_Required work_. Transcribe the records from the line containing "the white projector" through the end, with both ends included.

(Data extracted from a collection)
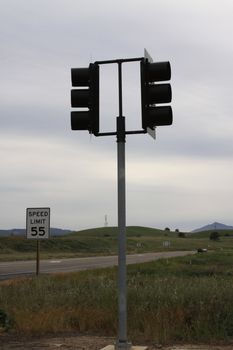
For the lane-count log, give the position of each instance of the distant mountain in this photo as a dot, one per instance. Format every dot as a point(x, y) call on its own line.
point(22, 232)
point(214, 226)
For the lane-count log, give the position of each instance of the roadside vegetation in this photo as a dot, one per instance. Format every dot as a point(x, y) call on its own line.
point(186, 299)
point(104, 241)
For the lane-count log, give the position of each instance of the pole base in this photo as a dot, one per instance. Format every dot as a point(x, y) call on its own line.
point(115, 347)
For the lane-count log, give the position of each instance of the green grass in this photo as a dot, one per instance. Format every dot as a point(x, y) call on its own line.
point(185, 299)
point(104, 241)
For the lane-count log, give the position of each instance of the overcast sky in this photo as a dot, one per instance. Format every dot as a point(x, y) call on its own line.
point(182, 180)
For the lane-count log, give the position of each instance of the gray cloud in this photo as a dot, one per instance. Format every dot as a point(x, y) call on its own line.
point(44, 163)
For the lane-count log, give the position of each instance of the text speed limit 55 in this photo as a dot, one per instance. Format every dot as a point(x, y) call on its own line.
point(38, 223)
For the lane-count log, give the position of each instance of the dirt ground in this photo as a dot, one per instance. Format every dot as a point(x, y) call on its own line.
point(84, 342)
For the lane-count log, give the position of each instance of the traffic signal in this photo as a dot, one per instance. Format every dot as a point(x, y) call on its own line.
point(152, 94)
point(86, 98)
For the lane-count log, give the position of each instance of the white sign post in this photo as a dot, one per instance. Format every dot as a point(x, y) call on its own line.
point(38, 227)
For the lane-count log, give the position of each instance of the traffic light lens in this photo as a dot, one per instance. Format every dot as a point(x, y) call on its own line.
point(158, 116)
point(80, 120)
point(80, 76)
point(159, 71)
point(80, 98)
point(159, 93)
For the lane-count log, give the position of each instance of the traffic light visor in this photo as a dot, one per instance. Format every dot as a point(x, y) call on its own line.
point(158, 71)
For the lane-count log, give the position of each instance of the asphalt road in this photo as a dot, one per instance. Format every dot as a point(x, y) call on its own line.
point(14, 269)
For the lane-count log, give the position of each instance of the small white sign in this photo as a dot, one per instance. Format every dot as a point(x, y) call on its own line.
point(38, 223)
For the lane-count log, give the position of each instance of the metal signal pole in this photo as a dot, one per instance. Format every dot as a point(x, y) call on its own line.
point(122, 300)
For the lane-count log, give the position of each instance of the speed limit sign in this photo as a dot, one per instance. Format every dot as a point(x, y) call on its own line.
point(38, 223)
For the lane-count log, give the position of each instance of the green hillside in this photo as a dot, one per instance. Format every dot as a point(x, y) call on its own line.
point(104, 241)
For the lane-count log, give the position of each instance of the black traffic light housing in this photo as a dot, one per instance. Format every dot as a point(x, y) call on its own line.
point(152, 94)
point(85, 97)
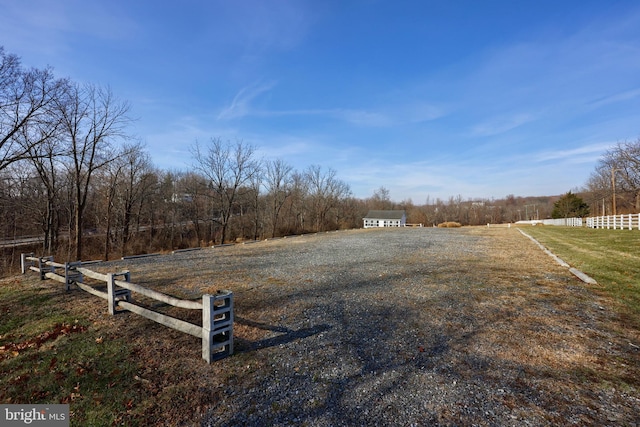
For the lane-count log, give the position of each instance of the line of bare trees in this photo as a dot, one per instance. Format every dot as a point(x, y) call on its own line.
point(614, 186)
point(70, 173)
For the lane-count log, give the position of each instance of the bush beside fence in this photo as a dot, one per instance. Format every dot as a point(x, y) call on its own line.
point(216, 331)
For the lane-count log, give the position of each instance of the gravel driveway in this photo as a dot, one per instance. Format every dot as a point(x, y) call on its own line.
point(396, 327)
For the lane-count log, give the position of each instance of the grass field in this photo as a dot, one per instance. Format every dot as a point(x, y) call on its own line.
point(612, 257)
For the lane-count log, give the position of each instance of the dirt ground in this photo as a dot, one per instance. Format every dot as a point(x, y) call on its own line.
point(471, 326)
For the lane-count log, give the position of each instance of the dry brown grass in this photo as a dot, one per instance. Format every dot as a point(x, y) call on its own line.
point(449, 224)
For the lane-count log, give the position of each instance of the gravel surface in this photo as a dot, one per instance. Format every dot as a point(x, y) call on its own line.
point(401, 327)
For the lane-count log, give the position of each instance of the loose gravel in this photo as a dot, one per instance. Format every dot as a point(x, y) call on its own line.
point(397, 327)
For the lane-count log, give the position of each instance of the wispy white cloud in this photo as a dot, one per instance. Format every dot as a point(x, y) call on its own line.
point(615, 98)
point(498, 125)
point(241, 104)
point(584, 154)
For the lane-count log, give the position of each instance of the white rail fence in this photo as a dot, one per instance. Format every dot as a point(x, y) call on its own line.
point(615, 222)
point(216, 331)
point(567, 222)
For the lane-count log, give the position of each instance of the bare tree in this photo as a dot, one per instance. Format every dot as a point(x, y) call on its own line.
point(325, 191)
point(278, 183)
point(229, 169)
point(617, 176)
point(92, 119)
point(27, 98)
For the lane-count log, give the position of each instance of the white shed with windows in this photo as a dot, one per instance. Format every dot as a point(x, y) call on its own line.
point(395, 218)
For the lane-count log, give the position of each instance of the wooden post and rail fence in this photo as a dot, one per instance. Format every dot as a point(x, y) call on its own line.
point(216, 331)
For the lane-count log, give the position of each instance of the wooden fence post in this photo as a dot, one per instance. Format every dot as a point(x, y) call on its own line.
point(114, 295)
point(44, 268)
point(71, 275)
point(25, 263)
point(217, 325)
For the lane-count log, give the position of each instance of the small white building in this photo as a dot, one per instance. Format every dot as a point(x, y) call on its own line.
point(395, 218)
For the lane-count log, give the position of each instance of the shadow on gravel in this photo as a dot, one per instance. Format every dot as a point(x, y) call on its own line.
point(287, 335)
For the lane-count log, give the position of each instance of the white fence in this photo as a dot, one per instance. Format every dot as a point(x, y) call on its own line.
point(615, 222)
point(621, 222)
point(217, 310)
point(567, 222)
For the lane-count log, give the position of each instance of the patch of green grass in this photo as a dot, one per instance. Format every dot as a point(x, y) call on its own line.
point(611, 257)
point(49, 355)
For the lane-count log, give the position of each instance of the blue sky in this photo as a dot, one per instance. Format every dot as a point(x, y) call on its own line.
point(427, 98)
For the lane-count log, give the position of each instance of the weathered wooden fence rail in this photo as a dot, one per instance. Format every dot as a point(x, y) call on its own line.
point(216, 331)
point(621, 222)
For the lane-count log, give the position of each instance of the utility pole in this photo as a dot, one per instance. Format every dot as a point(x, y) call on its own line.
point(613, 189)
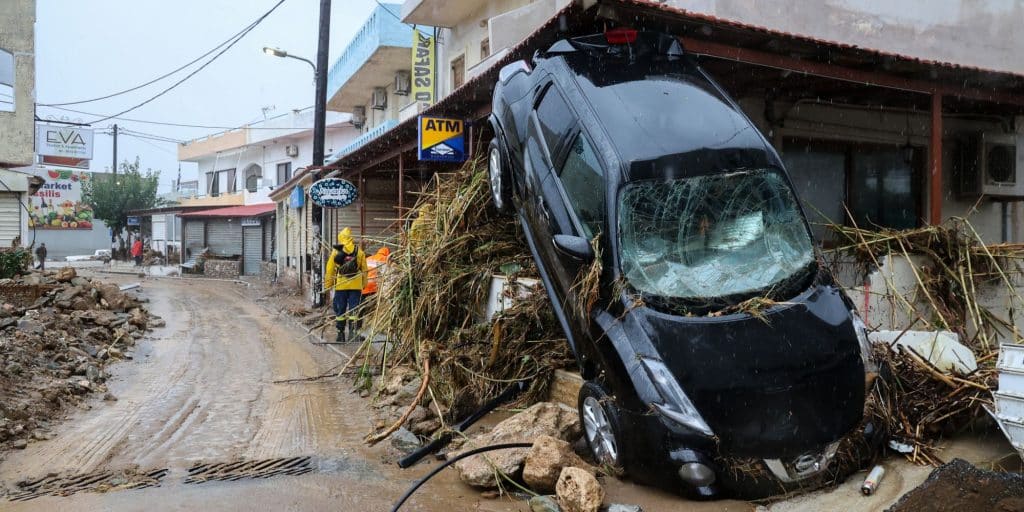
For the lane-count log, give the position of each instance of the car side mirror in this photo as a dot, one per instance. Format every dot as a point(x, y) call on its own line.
point(574, 247)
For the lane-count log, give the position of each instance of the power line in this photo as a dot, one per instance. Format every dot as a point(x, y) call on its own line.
point(237, 35)
point(201, 68)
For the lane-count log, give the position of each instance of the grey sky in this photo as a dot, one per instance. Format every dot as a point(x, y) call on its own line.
point(88, 49)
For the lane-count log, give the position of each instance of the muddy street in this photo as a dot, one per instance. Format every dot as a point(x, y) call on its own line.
point(201, 392)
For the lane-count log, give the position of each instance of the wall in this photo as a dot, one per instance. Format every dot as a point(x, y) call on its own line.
point(979, 33)
point(17, 19)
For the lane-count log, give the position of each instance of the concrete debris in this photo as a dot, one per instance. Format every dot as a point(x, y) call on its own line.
point(541, 419)
point(404, 441)
point(55, 344)
point(545, 463)
point(543, 504)
point(579, 491)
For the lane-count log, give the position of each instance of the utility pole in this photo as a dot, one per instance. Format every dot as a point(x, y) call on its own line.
point(320, 113)
point(115, 150)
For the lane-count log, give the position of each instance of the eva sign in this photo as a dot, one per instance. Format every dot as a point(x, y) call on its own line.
point(333, 193)
point(73, 141)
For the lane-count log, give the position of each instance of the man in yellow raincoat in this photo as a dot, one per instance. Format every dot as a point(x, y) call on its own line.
point(346, 273)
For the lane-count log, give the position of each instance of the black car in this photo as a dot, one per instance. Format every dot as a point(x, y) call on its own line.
point(715, 337)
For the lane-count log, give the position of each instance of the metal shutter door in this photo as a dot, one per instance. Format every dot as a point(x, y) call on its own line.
point(10, 219)
point(223, 238)
point(253, 241)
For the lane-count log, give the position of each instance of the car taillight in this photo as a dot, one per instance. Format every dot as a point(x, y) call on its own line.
point(621, 36)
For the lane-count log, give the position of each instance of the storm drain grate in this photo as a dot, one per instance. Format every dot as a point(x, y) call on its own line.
point(249, 469)
point(96, 481)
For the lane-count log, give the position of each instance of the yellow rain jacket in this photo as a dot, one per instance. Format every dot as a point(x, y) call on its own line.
point(339, 275)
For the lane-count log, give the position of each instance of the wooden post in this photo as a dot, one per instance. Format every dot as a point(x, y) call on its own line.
point(935, 161)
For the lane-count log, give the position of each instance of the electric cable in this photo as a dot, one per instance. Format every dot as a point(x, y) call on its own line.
point(450, 462)
point(201, 68)
point(238, 34)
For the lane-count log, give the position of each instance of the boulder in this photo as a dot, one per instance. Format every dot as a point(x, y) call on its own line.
point(578, 491)
point(545, 463)
point(541, 419)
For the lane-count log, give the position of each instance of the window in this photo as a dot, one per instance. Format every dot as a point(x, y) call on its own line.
point(284, 172)
point(555, 118)
point(712, 239)
point(6, 81)
point(876, 182)
point(584, 183)
point(458, 72)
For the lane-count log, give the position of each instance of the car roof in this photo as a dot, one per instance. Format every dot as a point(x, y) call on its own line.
point(655, 108)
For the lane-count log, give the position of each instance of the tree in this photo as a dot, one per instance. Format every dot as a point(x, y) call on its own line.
point(112, 197)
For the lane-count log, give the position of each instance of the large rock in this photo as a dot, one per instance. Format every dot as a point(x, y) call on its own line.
point(545, 463)
point(541, 419)
point(579, 491)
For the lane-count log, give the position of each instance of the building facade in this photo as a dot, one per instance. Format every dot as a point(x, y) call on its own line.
point(17, 109)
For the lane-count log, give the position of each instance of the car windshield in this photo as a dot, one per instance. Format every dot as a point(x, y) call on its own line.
point(713, 237)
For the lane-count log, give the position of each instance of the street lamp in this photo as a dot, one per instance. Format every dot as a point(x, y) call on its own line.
point(278, 52)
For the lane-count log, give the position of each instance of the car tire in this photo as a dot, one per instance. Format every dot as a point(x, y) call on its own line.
point(602, 426)
point(498, 177)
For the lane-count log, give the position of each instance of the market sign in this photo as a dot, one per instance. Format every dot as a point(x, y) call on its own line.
point(74, 141)
point(423, 69)
point(57, 205)
point(441, 139)
point(333, 193)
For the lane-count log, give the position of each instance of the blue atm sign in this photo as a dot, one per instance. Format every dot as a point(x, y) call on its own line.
point(441, 139)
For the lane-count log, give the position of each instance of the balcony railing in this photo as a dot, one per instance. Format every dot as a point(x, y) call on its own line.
point(361, 140)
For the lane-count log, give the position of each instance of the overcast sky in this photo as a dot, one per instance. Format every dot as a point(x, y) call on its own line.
point(89, 49)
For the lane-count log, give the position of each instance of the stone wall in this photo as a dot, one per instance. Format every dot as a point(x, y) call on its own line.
point(222, 268)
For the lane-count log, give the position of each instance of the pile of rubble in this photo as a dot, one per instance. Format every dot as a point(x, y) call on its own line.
point(57, 333)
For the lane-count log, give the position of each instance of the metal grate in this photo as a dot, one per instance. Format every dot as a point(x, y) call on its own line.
point(96, 481)
point(249, 469)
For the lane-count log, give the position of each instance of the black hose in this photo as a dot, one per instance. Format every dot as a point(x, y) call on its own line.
point(450, 462)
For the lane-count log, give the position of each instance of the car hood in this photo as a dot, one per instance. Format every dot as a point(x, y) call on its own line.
point(771, 387)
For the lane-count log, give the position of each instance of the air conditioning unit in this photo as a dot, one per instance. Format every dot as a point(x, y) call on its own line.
point(990, 164)
point(402, 83)
point(358, 116)
point(379, 100)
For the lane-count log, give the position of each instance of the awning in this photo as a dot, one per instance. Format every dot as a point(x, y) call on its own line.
point(235, 211)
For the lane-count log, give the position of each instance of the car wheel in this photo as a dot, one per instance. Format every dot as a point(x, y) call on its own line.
point(601, 424)
point(498, 176)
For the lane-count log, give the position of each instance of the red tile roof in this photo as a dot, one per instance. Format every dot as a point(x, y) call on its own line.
point(235, 211)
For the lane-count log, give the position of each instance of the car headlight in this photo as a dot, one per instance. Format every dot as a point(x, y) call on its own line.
point(865, 344)
point(677, 407)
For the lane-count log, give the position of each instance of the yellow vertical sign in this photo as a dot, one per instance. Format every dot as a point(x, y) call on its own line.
point(423, 69)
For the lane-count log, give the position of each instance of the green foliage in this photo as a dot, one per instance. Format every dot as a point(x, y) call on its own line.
point(14, 262)
point(113, 197)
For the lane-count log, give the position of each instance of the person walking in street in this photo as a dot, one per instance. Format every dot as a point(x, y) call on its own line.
point(346, 274)
point(41, 256)
point(136, 252)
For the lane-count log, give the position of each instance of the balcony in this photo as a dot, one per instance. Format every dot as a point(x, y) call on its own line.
point(360, 140)
point(382, 46)
point(445, 13)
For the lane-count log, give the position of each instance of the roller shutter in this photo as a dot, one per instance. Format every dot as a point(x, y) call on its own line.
point(10, 218)
point(223, 237)
point(253, 249)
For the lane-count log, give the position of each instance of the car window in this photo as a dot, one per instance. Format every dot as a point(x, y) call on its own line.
point(555, 118)
point(583, 180)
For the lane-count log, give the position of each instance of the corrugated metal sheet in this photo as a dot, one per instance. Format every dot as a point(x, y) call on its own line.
point(269, 238)
point(10, 218)
point(223, 238)
point(253, 249)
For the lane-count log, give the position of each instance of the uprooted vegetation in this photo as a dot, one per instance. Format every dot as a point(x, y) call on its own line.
point(57, 334)
point(952, 269)
point(432, 297)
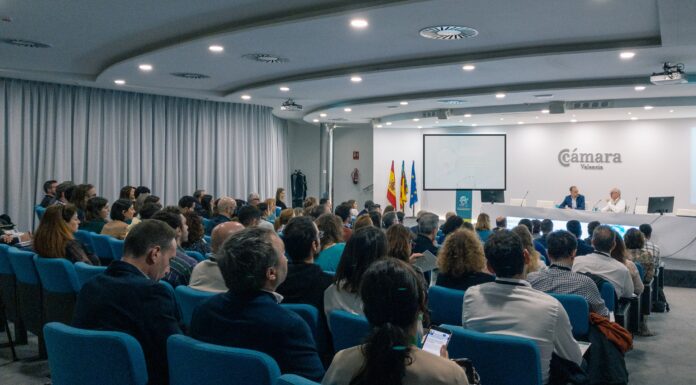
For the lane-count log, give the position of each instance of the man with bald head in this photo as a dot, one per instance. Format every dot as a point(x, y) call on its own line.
point(206, 275)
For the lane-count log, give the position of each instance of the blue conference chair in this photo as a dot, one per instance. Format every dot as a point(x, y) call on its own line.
point(193, 362)
point(86, 272)
point(578, 312)
point(188, 299)
point(294, 379)
point(60, 287)
point(445, 305)
point(347, 330)
point(86, 357)
point(499, 359)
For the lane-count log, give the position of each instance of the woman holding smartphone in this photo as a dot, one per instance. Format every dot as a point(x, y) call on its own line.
point(393, 300)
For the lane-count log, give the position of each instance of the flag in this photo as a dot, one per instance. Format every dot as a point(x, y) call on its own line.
point(391, 189)
point(404, 189)
point(414, 189)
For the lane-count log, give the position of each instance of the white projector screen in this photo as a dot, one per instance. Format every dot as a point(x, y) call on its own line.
point(464, 162)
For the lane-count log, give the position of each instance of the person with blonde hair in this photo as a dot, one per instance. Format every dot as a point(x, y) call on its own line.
point(462, 262)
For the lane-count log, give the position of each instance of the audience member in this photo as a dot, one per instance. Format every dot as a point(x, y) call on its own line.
point(121, 213)
point(394, 298)
point(332, 244)
point(364, 247)
point(127, 297)
point(461, 261)
point(602, 264)
point(511, 306)
point(559, 278)
point(206, 275)
point(248, 315)
point(54, 237)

_Answer_.
For the lane-count log, give the position of each instance of the white projector screen in this photo as a dot, one per instance. Format every dot as a point(x, y) call on its own line.
point(464, 162)
For the lane-count log, give the position of each instance of the person with blonde hair in this photo as a dot, one per instance. Format every dot as a point(x, y) call on its own line.
point(462, 262)
For the lane-count log, give the position of each instance of the audience member in this photo as a dot, one per instance. Format every dot as a point(x, y) call on its own line.
point(121, 213)
point(394, 298)
point(332, 244)
point(364, 247)
point(127, 297)
point(461, 261)
point(602, 264)
point(511, 306)
point(559, 278)
point(206, 275)
point(248, 315)
point(54, 237)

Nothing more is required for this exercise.